── Records for the exercise ──

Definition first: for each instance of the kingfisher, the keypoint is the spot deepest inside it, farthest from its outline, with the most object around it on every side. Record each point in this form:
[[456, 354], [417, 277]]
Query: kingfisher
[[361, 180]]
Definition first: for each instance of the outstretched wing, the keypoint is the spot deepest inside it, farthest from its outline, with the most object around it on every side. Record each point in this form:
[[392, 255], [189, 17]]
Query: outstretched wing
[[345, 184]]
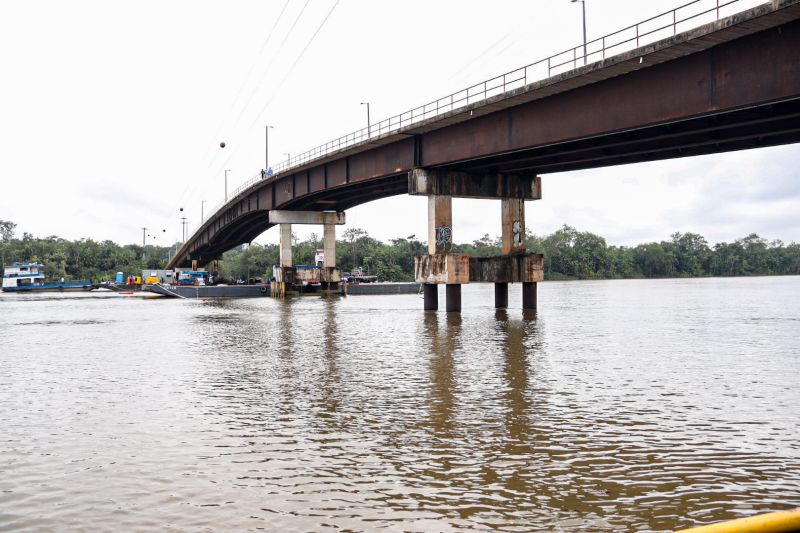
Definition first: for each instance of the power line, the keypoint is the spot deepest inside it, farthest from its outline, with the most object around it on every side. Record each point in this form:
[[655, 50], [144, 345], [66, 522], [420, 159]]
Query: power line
[[288, 73], [235, 150], [250, 72], [296, 61], [191, 186]]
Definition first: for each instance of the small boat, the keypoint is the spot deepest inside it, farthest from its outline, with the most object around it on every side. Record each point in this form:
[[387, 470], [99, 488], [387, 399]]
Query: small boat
[[28, 277]]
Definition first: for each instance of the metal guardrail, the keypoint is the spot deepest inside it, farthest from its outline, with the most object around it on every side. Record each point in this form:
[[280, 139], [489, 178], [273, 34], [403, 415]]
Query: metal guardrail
[[667, 24]]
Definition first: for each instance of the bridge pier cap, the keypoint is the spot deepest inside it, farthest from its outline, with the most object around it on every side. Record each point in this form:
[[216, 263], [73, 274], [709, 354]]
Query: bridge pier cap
[[436, 182], [278, 216]]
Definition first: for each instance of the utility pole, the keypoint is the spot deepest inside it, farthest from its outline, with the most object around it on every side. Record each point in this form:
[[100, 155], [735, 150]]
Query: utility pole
[[144, 234], [226, 183], [369, 127], [266, 149]]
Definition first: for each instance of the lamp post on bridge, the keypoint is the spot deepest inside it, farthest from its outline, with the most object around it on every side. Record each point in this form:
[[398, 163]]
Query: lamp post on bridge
[[369, 125], [583, 10], [266, 147], [226, 183]]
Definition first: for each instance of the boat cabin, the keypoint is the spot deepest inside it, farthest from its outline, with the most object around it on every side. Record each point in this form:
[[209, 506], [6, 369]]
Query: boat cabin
[[23, 275]]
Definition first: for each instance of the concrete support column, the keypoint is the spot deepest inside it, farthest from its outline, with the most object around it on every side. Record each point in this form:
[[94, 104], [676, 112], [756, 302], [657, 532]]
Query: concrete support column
[[453, 297], [286, 244], [501, 295], [329, 244], [431, 296], [529, 295], [513, 222], [440, 224]]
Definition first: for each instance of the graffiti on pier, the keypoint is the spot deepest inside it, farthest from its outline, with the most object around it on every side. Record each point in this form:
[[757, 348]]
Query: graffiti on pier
[[444, 238]]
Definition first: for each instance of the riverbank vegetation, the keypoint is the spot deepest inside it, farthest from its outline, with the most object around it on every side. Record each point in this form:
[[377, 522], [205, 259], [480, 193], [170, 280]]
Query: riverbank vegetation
[[569, 254]]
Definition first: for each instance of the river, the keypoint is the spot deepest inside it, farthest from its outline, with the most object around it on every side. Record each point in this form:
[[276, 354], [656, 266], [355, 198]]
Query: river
[[636, 405]]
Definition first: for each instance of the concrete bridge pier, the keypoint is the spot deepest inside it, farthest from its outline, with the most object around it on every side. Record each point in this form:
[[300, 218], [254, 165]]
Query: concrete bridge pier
[[287, 275], [442, 265]]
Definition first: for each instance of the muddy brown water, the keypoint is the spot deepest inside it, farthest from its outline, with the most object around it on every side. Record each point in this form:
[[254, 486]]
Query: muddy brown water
[[622, 406]]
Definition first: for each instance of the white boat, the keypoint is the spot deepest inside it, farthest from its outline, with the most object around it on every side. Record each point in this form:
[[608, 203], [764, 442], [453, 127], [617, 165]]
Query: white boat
[[28, 277]]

───

## [Exercise description]
Images should not appear in the copy; retype the listing above exactly.

## [In response]
Definition first: for each instance of the kingfisher, the keypoint is the spot deepest inside it, farthest from its outline, with the most object around it on every side. Record each point in this form:
[[456, 354], [417, 277]]
Query: kingfisher
[[361, 180]]
Definition first: for each instance of the outstretched wing, the keypoint is the spot deepest inside it, farthest from its outline, with the most object around it on every side. Record each point in this form:
[[392, 255], [189, 17]]
Query: outstretched wing
[[345, 184]]
Definition first: for each instance of the power line, the keypoint is the spot deepest inside it, farthest from its outline, with the most object around it on every side. Record each point in this form:
[[655, 50], [144, 345], [66, 522], [420, 159]]
Query: power line
[[288, 73], [235, 150], [250, 72], [296, 61], [191, 186]]
Definition first: for each instance of the small boat, the keypoint is the spot deepest inside it, farthest from its outline, with the most object around it on every side. Record each point in this form:
[[387, 470], [99, 488], [387, 399]]
Query: small boat
[[28, 277]]
Definition first: for each instance of the metal guardrail, the keypoint is the spot deepest inside it, farthest from its outline, with the most object around it on every side. Record each point in this form:
[[280, 139], [489, 178], [273, 34], [403, 415]]
Query: metal guardrail
[[667, 24]]
Definition first: for each instance of the bridge pier cap, the keypoint is the spot deepest inside it, farthest from its outline, with the most object around it on every side. Record each point in this form:
[[216, 263], [73, 274], [709, 354]]
Query: bridge pier cap
[[436, 182], [278, 216]]
Definition first: for each instance of the utility pole, the keypoint is the spot deepest inside it, farthest from its outline, with the most object around it on every side. Record each point in this form:
[[100, 155], [735, 150]]
Query: utility pole
[[144, 234], [226, 183], [369, 127], [266, 149]]
Definition first: for each instance of the lamp post on bridge, the keypoint is the spot deepest inside it, farthest from its outline, with the most object around it on every side. Record each point in this form:
[[398, 163]]
Query: lamp post on bridge
[[369, 125], [583, 10], [266, 147], [226, 183]]
Definition first: for each instance of the boat cabin, the keypoint is the spot deepest inside it, farthest from its outline, with the most object around it on every side. Record each point in this form:
[[209, 506], [6, 369]]
Query: boat cabin
[[23, 275]]
Definition first: for each instance of the concrete support column, the keypoint is the spot deepest inside it, farthest from its outline, with the most object around it on every side. Record each point in this form:
[[94, 104], [676, 112], [756, 302], [657, 532]]
Query: concrete support column
[[453, 297], [286, 244], [501, 295], [329, 244], [431, 296], [529, 295], [513, 222], [440, 224]]
Definition first: for each instance of the graffiti on pier, the keypoint is the spot deepest inside it, farthest from its outline, with the most object around it on every side. Record each point in this form:
[[757, 348]]
Query: graffiti on pier
[[444, 238]]
Definition first: for each instance of the riverbank vegetation, the keypoint is the spot deepest inside it, farthest from its outline, with the most object around it on every side. Record each point in this form:
[[377, 522], [205, 259], [480, 193], [170, 280]]
Query: riverbank vegetation
[[569, 254]]
Definition first: for each instance of the river, the keypoint is the spot deepest inside it, farthest from its outline, with the most object around it on every side. Record each point in this form:
[[276, 354], [656, 266], [355, 198]]
Query: river
[[636, 405]]
Definition first: for each instance of the concrete bridge pier, the keypoint is the spot deepest inside it, farthest from its outline, with the most object around it on every side. Record each point in this form:
[[300, 218], [254, 165]]
Query: concrete bridge pier
[[287, 275], [442, 265]]
Definition first: for each instance of the muddy brown water, the keypoint is the spot deepest inside it, farthest from its outline, with the most object around it on every side. Record each point in this form:
[[254, 486]]
Query: muddy brown water
[[622, 406]]
Definition first: for each instance of the white boat, the keypoint is the spot deepest inside it, farthest from its outline, with the most object around it on every side. Record each point in this form:
[[608, 203], [764, 442], [453, 127], [617, 165]]
Query: white boat
[[28, 277]]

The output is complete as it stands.